◆ TEXTO PARA ANÁLISE ◆
----------------
A condição de solteiro, viúvo ou separado, ao contribuir para o isolamento social, é referida como fator de risco para o suicídio,11,14 conforme evidenciado no presente estudo, uma vez que quase metade dos idosos que cometeram suicídio estavam nessas condições. Quanto à cor da pele/raça, observou-se entre os casos uma maior proporção de idosos pardos, semelhantemente ao revelado em estudo conduzido na cidade de Recife-PE (2009),22 possível reflexo da maioria da população dessas localidades se autodeclarar parda.
Ainda sobre os aspectos sociais, estudos realizados no Brasil (2000 a 2012)3 e em países como a Malásia (2009)15 apontam maior número de tentativas e de ocorrência de suicídio em grupos populacionais com menor escolaridade (até 7 anos de estudos), fato também verificado nesta pesquisa. Entretanto, ressalta-se a elevada proporção de casos sem o preenchimento dessa variável, problema também identificado em estudo realizado no estado do Ceará, no período 1997-2007.23
Na Bahia, a análise da completude dos dados sobre suicídio de idosos entre os anos de 1996 e 2010, a partir do SIM, demonstrou que, apesar do avanço no registro do campo escolaridade, sua completude continuava a apresentar escore ruim (não completude de 20 a 50%).12 Este dado revela uma fragilidade na qualidade do preenchimento das DO, apontando a necessidade de aprimoramento da qualidade dos registros, e para a obtenção de informações referentes às circunstâncias dos óbitos, bem como dos grupos populacionais sob maior risco.
No que se refere aos métodos empregados, destacaram-se, em ambos os sexos e nas distintas faixas etárias, o enforcamento e estrangulamento, seguidos pela autointoxicação por pesticidas e produtos químicos, resultados semelhantes aos apontados em estudos realizados no município de Recife-PE (2009)23 e em países como Cuba (1987-2014)19 e Malásia (2009).15
A ampla disponibilidade e a facilidade no acesso aos potentes agentes tóxicos, como os produtos químicos industriais, domissanitários, cosméticos, raticidas, assim como a diversidade de medicamentos utilizados no decorrer do processo de envelhecimento, podem favorecer a ocorrência de suicídio em idosos.24 Para os casos de difícil controle, como o enforcamento/estrangulamento, mostra-se decisivo o monitoramento por parte dos profissionais de saúde e de serviços especializados, como também a orientação dos familiares e de outras pessoas de convívio próximo do idoso quando da identificação de momentos emergenciais, com o intuito de impedir tentativas de suicídio.3
No Brasil, percebe-se que quando se trata de suicídio envolvendo idosos, pouco ou nada se discute no âmbito das políticas públicas de saúde, a exemplo da Política Nacional de Redução da Morbimortalidade por Acidentes e Violências (PNRMAV)25 e da Política Nacional de Saúde Mental,26 que enfatizam em seus textos a ocorrência do evento na população jovem, para quem direcionam as ações de prevenção e controle. Observação similar se aplica à própria Política Nacional de Saúde da Pessoa Idosa,27 que não contempla em suas diretrizes o fenômeno, ao mencionar no campo das violências apenas ações de combate à violência doméstica e institucional ao idoso, o que demostra a importância da retomada das discussões acerca das políticas e ações de promoção da saúde da pessoa idosa no país, sobretudo na prevenção do suicídio.
----------------
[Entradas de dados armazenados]
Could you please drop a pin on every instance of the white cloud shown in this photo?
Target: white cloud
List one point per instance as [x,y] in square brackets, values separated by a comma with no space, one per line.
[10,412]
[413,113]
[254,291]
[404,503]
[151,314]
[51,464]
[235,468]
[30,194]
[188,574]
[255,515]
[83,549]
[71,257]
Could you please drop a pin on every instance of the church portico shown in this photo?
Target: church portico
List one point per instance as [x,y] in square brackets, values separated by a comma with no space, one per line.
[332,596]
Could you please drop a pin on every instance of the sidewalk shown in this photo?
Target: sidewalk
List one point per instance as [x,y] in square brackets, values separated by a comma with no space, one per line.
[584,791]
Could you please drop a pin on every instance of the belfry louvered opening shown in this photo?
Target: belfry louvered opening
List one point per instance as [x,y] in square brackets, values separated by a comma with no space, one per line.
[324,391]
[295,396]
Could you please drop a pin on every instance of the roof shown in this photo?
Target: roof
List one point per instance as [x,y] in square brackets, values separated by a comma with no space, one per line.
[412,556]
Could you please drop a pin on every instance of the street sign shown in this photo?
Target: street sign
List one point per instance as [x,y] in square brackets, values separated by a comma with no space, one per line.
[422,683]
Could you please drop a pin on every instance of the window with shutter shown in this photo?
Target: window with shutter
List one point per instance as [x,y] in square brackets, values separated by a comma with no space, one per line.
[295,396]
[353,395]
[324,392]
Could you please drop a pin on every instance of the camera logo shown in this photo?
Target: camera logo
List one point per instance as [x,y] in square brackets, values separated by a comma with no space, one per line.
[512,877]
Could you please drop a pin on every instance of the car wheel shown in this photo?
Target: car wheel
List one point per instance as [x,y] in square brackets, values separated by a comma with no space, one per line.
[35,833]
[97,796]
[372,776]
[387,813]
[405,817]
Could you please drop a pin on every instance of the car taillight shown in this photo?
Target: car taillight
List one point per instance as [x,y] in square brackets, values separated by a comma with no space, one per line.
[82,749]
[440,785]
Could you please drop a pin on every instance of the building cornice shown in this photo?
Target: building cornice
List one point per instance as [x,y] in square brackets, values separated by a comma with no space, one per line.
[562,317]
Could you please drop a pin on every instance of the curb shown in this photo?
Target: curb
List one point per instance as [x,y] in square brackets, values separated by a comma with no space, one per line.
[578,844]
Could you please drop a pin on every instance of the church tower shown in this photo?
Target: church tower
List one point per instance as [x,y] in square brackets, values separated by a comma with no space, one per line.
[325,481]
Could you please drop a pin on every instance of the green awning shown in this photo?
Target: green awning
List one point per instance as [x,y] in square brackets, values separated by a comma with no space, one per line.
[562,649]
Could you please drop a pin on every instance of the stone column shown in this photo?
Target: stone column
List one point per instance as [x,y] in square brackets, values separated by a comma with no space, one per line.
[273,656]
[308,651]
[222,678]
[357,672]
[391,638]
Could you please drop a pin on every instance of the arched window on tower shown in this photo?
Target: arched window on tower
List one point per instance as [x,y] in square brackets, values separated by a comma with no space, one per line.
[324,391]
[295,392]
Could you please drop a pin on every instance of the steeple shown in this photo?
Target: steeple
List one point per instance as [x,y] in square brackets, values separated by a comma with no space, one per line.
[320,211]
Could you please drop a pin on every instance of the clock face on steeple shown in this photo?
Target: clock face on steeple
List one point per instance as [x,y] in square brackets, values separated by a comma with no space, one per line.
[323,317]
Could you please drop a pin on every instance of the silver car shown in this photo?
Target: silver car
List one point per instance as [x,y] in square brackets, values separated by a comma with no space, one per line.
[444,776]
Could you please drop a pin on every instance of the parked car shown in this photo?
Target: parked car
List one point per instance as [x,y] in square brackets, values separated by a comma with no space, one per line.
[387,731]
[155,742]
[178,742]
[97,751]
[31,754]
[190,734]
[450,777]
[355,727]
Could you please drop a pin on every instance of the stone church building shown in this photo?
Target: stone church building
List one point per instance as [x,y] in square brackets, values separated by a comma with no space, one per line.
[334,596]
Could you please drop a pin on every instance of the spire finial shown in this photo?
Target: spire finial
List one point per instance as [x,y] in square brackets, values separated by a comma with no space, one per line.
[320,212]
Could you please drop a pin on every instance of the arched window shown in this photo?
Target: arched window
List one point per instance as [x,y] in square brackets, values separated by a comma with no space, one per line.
----------------
◆ TAREFAS ◆
(a) Devolva, sem alterações, o trecho do texto sobre suicídio de idosos entre "A condição de" e "se autodeclarar parda.", inclusive.
(b) Retome o texto sobre suicídio de idosos a partir do ponto em que ele termina.

◆ RESPOSTAS ◆
(a)
A condição de solteiro, viúvo ou separado, ao contribuir para o isolamento social, é referida como fator de risco para o suicídio,11,14 conforme evidenciado no presente estudo, uma vez que quase metade dos idosos que cometeram suicídio estavam nessas condições. Quanto à cor da pele/raça, observou-se entre os casos uma maior proporção de idosos pardos, semelhantemente ao revelado em estudo conduzido na cidade de Recife-PE (2009),22 possível reflexo da maioria da população dessas localidades se autodeclarar parda.

(b)
Sobre as limitações deste estudo, destaca-se a utilização de dados do SIM, com possível subnotificação de casos em função do sub-registro e/ou falhas no preenchimento das declarações de óbito.28 O elevado número de casos cuja causa básica da morte é classificada como mal definida ou causa externa por intenção indeterminada, reforça a possibilidade de subnotificação de óbitos por suicídio.12,28 Ademais, a incompletude dos dados, principalmente de variáveis como escolaridade, cor da pele/raça e estado civil, pode ter dificultado uma melhor caracterização dos casos, e com isso, a identificação de grupos vulneráveis.
Não obstante essas limitações, os resultados encontrados apontam para a importância da interação entre o setor Saúde e outros dispositivos sociais, visando garantir o apoio e proteção da pessoa idosa, sendo evidente a necessidade do desenvolvimento de ações que promovam o bem-estar, a autonomia e a sociabilidade dessa população, de modo a contribuir para a qualidade de vida e, consequentemente, redução das mortes intencionalmente autoprovocadas.